For days now my sisters have stopped helping me, and they haven't done any chores, or homework. They clean up just enough so that when mom looks over, it seems like they did their chores. It angers me that they do that to her, because then at 12:00 in the morning she gets up to shut the lights off and finds a huge mess that she then has to clean up. I used to forget my chores because I was too busy doing the girls chores, but now there chores and mine aren't getting done. I have taken it upon myself to get up and clean everything that I can. The girls come over and ask if I need help, but at that point I have asked them to help many times and they said no.
I won't deny that I am stubborn, but I feel like a burden and that I need to earn the help that my mom gives me. She chases the twins around all day and takes care of me, then the other girls come home and trash everything that is clean. Seeing her frustrated makes me angry at the girls. They leave a mess and have fun with the twins. Mom gets a nap every now and then, so during that nap I get up and clean what I can. If I got up while she was awake there is no way I'd be able to complete any work. The twins got new toys the other day, and decided to play with every single toy and leave them out. Mom was on the phone when we sat down for dinner, but when I saw that mess, I almost cried. We are teaching the twins during the day, that they have to clean up before they can leave the room, and then the older girls let them go wild. I sat down not at the table but in the other room and cleaned up everything rather than eat.

> _Collected material_:
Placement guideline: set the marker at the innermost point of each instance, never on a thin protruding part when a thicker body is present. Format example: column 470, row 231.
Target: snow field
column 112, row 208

> _Exercise goal_: Pick up the account of the sisters neglecting their chores and continue it from the point where it stops. The listing has no connection to the account of the household chores.

> _Response_:
All of this extra work has put me in more pain than I can bear. I try not to complain, or take medication because I want this to be better. I am being stubborn in that area as well. I know that I should take medication but I worry that it will set me back more than I already am. This all reminds me of the story about Mary and Martha. Martha tried so hard to get the work done, while Mary went off to listen to the words of the Lord. I was angered myself when I read the story. I was appalled that the Lord chose the side of the lazy sister. I guess I have just looked at it the wrong way.
Martha could have left Mary alone to be with the Lord, but she felt hurt by her sister. I have felt the same way, but that does not mean that I should pick up the slack of my sister. Right now I need to be focusing on my health, and not doing the work that my sisters should be doing in hopes that they get condemned. Sometimes though, I find it harder to let it go, than to just do the work. I am wrong and I know that, but this is something still in the works in my life. It may not be about us though, we just step in because we think its our right. These types of things can be left for the Lord's concern.